# Dezoner son DVD



## PowerMike (29 Juillet 2000)

Tout avait bien commencé avec mon nouveau G4 et son lecteur de DVD. Je l'ai acheté a sa sortie en Décembre : G4 AGP 350. Et miracle j'arrivai à lire n'importe quel DVD de n'importe quelle zone sans que l'on me demande quoique se soit. Mais une mise à jour devait arriver et bientôt elle limita mon Lecteur DVD à 5 changements. Finis, les privilèges.
Bref, depuis la mise à jour des pilotes DVD j'ai cherché des dezoneurs.
Sur tous les sites on prétendait ne pas pouvoir faire la mise à jour du firmware du lecteur sur un Mac. Jusqu'à ce que je trouve le patch proposé qui mettrait mon lecteur à niveau en révision z15c. 
Le patch marche très bien et est livré avec deux petits utilitaires qui permettent de changer la zone indéfiniment et de remettre le compteur à 0 quand on veut.
La mise à jour de firmware est une petite application sur laquelle on double clique.
Et là, la sueur froide. J'ai fermé toute les applications avant de faire la mise à jour pour prévenir les crashs.
Pourtant, tout semblait figer, j'ai cru perdre mon lecteur, mais au bout d'une minute où je me suis retenu de faire ctrl-Pomme-esc : Miracle ; ca fait maintenant bien 3 ou 4 mois que j'utilise mon lecteur zone free sans aucun problème.


----------



## macinside (31 Juillet 2000)

pour ceux que ça interrese voici une adresse : 
http://web.tiscalinet.it/thinkdifferent/ 

------------------
mac for ever


----------

OBJECTIF DE L'EXERCICE: Recopiez mot pour mot, dans la discussion sur le dézonage du lecteur DVD, le passage allant de « Bref, depuis la » jusqu'à « en révision z15c. ». La liste qui suit ne joue aucun rôle ici.

DONNÉES FOURNIES:
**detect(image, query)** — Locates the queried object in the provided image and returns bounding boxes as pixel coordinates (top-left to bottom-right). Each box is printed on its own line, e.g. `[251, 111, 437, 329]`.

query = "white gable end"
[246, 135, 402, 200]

RÉPONSE ATTENDUE:
Bref, depuis la mise à jour des pilotes DVD j'ai cherché des dezoneurs.
Sur tous les sites on prétendait ne pas pouvoir faire la mise à jour du firmware du lecteur sur un Mac. Jusqu'à ce que je trouve le patch proposé qui mettrait mon lecteur à niveau en révision z15c.